── Records shown

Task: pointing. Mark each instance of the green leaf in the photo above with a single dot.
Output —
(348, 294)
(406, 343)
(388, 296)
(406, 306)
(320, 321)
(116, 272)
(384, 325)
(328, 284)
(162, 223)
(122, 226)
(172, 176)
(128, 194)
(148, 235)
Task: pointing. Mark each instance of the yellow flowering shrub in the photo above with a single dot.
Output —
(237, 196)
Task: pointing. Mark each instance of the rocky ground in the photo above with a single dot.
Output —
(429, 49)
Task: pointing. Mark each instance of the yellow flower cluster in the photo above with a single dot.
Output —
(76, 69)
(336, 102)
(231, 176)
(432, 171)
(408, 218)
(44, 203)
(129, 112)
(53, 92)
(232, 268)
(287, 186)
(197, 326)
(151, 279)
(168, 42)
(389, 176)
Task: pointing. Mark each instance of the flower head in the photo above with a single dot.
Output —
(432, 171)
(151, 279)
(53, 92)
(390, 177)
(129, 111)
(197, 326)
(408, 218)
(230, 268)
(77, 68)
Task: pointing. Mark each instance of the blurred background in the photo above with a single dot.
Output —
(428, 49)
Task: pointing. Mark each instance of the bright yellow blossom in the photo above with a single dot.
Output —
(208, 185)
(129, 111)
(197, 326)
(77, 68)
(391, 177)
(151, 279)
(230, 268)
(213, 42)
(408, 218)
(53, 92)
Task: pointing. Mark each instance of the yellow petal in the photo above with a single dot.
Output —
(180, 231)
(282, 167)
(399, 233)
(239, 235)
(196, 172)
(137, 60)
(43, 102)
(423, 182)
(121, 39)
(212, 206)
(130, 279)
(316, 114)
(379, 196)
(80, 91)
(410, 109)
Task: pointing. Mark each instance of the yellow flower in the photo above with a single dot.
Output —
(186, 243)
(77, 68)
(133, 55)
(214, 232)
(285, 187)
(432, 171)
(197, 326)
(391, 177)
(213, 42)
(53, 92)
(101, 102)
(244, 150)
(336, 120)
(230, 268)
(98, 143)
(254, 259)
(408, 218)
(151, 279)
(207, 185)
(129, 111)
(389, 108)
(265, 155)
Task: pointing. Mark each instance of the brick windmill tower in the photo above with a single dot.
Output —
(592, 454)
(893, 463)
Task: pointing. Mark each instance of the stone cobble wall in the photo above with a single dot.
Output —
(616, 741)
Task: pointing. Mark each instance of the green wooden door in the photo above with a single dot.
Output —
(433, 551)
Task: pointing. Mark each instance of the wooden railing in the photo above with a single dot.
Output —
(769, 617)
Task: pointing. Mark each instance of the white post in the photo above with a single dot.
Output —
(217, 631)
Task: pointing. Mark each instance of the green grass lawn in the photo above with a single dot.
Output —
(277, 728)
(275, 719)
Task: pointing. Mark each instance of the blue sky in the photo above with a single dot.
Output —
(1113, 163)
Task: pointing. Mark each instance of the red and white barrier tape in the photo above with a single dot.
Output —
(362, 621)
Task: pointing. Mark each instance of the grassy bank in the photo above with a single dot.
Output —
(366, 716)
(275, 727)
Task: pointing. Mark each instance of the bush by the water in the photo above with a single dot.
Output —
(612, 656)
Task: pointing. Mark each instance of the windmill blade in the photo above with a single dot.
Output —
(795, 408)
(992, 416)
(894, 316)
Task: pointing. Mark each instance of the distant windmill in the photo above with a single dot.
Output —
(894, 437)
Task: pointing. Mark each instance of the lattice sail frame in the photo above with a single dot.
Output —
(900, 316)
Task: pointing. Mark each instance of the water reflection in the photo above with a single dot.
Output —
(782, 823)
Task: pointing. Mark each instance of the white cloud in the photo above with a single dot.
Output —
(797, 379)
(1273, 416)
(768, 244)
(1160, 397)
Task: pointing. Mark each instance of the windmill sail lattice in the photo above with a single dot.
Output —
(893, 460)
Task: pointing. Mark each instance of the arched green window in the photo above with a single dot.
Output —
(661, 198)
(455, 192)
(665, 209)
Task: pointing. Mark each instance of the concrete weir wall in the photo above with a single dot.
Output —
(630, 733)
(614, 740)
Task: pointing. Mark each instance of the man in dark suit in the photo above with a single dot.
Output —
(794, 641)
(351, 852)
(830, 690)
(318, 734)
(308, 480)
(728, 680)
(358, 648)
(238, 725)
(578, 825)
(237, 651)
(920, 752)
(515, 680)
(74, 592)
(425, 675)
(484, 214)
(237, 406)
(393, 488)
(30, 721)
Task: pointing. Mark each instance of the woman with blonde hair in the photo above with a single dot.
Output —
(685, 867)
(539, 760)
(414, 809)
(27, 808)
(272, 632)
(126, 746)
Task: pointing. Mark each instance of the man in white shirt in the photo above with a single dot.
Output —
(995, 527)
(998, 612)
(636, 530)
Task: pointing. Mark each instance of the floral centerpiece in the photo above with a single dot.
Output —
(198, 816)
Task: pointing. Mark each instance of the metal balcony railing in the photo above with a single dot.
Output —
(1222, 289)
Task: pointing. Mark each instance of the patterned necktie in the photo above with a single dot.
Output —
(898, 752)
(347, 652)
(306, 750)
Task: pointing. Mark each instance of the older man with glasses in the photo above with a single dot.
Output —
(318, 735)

────

_Problem requirements_
Can you arrange every line of the items above as a Markdown table, with a column "No." for the row number and a column "Entry" for the line itself, leaving out any blank lines?

_Exercise solution_
| No. | Entry |
|---|---|
| 1 | Task: pointing. Mark each instance of the green leaf in the photo above with a single dot. |
| 2 | Output — |
| 3 | (348, 294) |
| 4 | (406, 343) |
| 5 | (388, 296) |
| 6 | (406, 306) |
| 7 | (320, 321) |
| 8 | (116, 272) |
| 9 | (384, 325) |
| 10 | (328, 284) |
| 11 | (162, 223) |
| 12 | (122, 226) |
| 13 | (172, 176) |
| 14 | (128, 194) |
| 15 | (148, 235) |
| 16 | Task: pointing. Mark each instance of the yellow flowering shrub in the photo above with a single dot. |
| 17 | Output — |
| 18 | (237, 196) |
| 19 | Task: pointing. Mark each instance of the rocky ground in the photo above with a single dot. |
| 20 | Output — |
| 21 | (429, 49) |
| 22 | Task: pointing. Mark each instance of the yellow flower cluster in the photo above with a single dot. |
| 23 | Output — |
| 24 | (76, 69) |
| 25 | (336, 102) |
| 26 | (231, 176) |
| 27 | (432, 171) |
| 28 | (408, 218) |
| 29 | (44, 203) |
| 30 | (129, 112) |
| 31 | (53, 92) |
| 32 | (232, 268) |
| 33 | (287, 186) |
| 34 | (197, 326) |
| 35 | (151, 279) |
| 36 | (168, 42) |
| 37 | (389, 176) |
| 38 | Task: pointing. Mark each instance of the flower head in the photo above with a single dot. |
| 39 | Output — |
| 40 | (432, 171) |
| 41 | (151, 279) |
| 42 | (53, 92) |
| 43 | (390, 177) |
| 44 | (129, 111) |
| 45 | (197, 326) |
| 46 | (408, 218) |
| 47 | (230, 268) |
| 48 | (77, 68) |
| 49 | Task: pointing. Mark each instance of the blurred background in the photo above with a single dot. |
| 50 | Output — |
| 51 | (428, 49) |
| 52 | Task: pointing. Mark each instance of the bright yellow blossom in the photo above with a single dot. |
| 53 | Output — |
| 54 | (208, 185) |
| 55 | (129, 111) |
| 56 | (197, 326) |
| 57 | (77, 68) |
| 58 | (391, 177) |
| 59 | (151, 279) |
| 60 | (230, 268) |
| 61 | (213, 42) |
| 62 | (408, 218) |
| 63 | (53, 92) |
| 64 | Task: pointing. Mark each instance of the yellow petal in the photo above with a single dot. |
| 65 | Output — |
| 66 | (180, 231) |
| 67 | (282, 167) |
| 68 | (399, 233) |
| 69 | (239, 235) |
| 70 | (196, 172) |
| 71 | (137, 60) |
| 72 | (43, 102) |
| 73 | (423, 182) |
| 74 | (121, 39) |
| 75 | (212, 206) |
| 76 | (130, 279) |
| 77 | (316, 114) |
| 78 | (379, 196) |
| 79 | (80, 91) |
| 80 | (410, 109) |
| 81 | Task: pointing. Mark each instance of the yellow flower in the photo above with a single dot. |
| 82 | Output — |
| 83 | (186, 243) |
| 84 | (77, 68) |
| 85 | (133, 55) |
| 86 | (214, 232) |
| 87 | (285, 187) |
| 88 | (432, 171) |
| 89 | (197, 326) |
| 90 | (391, 177) |
| 91 | (213, 42) |
| 92 | (53, 92) |
| 93 | (101, 102) |
| 94 | (244, 150) |
| 95 | (336, 120) |
| 96 | (230, 268) |
| 97 | (98, 143) |
| 98 | (254, 259) |
| 99 | (408, 218) |
| 100 | (151, 279) |
| 101 | (207, 185) |
| 102 | (129, 111) |
| 103 | (389, 108) |
| 104 | (265, 155) |
| 105 | Task: pointing. Mark each instance of the brick windmill tower in the photo above with a single dot. |
| 106 | Output — |
| 107 | (592, 454) |
| 108 | (893, 463) |
| 109 | Task: pointing. Mark each instance of the stone cobble wall in the photo above with a single dot. |
| 110 | Output — |
| 111 | (616, 741) |
| 112 | Task: pointing. Mark each instance of the green wooden door in the photo above with a single dot. |
| 113 | Output — |
| 114 | (433, 551) |
| 115 | Task: pointing. Mark each instance of the wooden railing in the photo above with a single dot. |
| 116 | Output — |
| 117 | (769, 617) |
| 118 | Task: pointing. Mark each instance of the white post in the photo above with a single dot. |
| 119 | Output — |
| 120 | (217, 631) |
| 121 | Task: pointing. Mark each instance of the green grass lawn in the photo above with a single dot. |
| 122 | Output — |
| 123 | (277, 728) |
| 124 | (275, 719) |
| 125 | Task: pointing. Mark each instance of the blue sky in the photo above with a single dot. |
| 126 | Output — |
| 127 | (1113, 163) |
| 128 | Task: pointing. Mark each instance of the red and white barrier tape in the photo above with a single dot. |
| 129 | Output — |
| 130 | (362, 621) |
| 131 | Task: pointing. Mark each instance of the grassy bank in the photo above with a single dot. |
| 132 | Output — |
| 133 | (366, 716) |
| 134 | (275, 727) |
| 135 | Task: pointing. Mark each instance of the bush by the water in the photo above with a single dot. |
| 136 | Output — |
| 137 | (612, 656) |
| 138 | Task: pointing. Mark each instance of the windmill blade in the photo above with a single dot. |
| 139 | Output — |
| 140 | (795, 408) |
| 141 | (992, 416) |
| 142 | (894, 316) |
| 143 | Task: pointing. Mark each instance of the distant windmill in the photo above with a single dot. |
| 144 | Output — |
| 145 | (894, 437) |
| 146 | Task: pointing. Mark each instance of the lattice sail frame in the photo above with a single dot. |
| 147 | Output — |
| 148 | (900, 316) |
| 149 | Task: pointing. Mark each instance of the water reflection in the photo above with a single dot. |
| 150 | Output — |
| 151 | (782, 823) |
| 152 | Task: pointing. Mark each instance of the white cloud in the photo above with a single dot. |
| 153 | Output — |
| 154 | (797, 379) |
| 155 | (1273, 416) |
| 156 | (768, 244) |
| 157 | (1160, 397) |
| 158 | Task: pointing. Mark each instance of the windmill sail lattice in the photo above with a single dot. |
| 159 | Output — |
| 160 | (893, 460) |
| 161 | Task: pointing. Mark each instance of the arched green window in the photo above with a single dot. |
| 162 | Output — |
| 163 | (661, 198) |
| 164 | (455, 192) |
| 165 | (665, 209) |
| 166 | Task: pointing. Mark each instance of the concrete weir wall in the photo above with a single dot. |
| 167 | Output — |
| 168 | (630, 733) |
| 169 | (614, 740) |
| 170 | Task: pointing. Mark each instance of the man in dark suit in the photo above with a single dot. |
| 171 | Output — |
| 172 | (794, 641) |
| 173 | (351, 852) |
| 174 | (830, 690) |
| 175 | (318, 734) |
| 176 | (308, 480) |
| 177 | (728, 680) |
| 178 | (358, 648) |
| 179 | (238, 725) |
| 180 | (578, 825) |
| 181 | (237, 651) |
| 182 | (920, 752) |
| 183 | (515, 680) |
| 184 | (74, 592) |
| 185 | (425, 675) |
| 186 | (484, 214) |
| 187 | (237, 406) |
| 188 | (393, 488) |
| 189 | (30, 721) |
| 190 | Task: pointing. Mark each instance of the woman with blonde hair in the photo above with a single dot. |
| 191 | Output — |
| 192 | (685, 867) |
| 193 | (539, 760) |
| 194 | (414, 809) |
| 195 | (27, 808) |
| 196 | (272, 632) |
| 197 | (126, 746) |
| 198 | Task: pointing. Mark each instance of the man in white shirt in the photo above with a single dot. |
| 199 | Output — |
| 200 | (995, 527) |
| 201 | (998, 612) |
| 202 | (636, 530) |
| 203 | Task: pointing. Mark each instance of the floral centerpiece in the photo above with a single dot. |
| 204 | Output — |
| 205 | (198, 816) |
| 206 | Task: pointing. Mark each instance of the metal balcony railing in the photo above with a single dot. |
| 207 | Output — |
| 208 | (1222, 289) |
| 209 | Task: pointing. Mark each instance of the patterned necktie in the photo above with a single dot. |
| 210 | Output — |
| 211 | (898, 752) |
| 212 | (347, 652) |
| 213 | (306, 750) |
| 214 | Task: pointing. Mark each instance of the older man with glasses in the photo above with a single dot. |
| 215 | Output — |
| 216 | (318, 735) |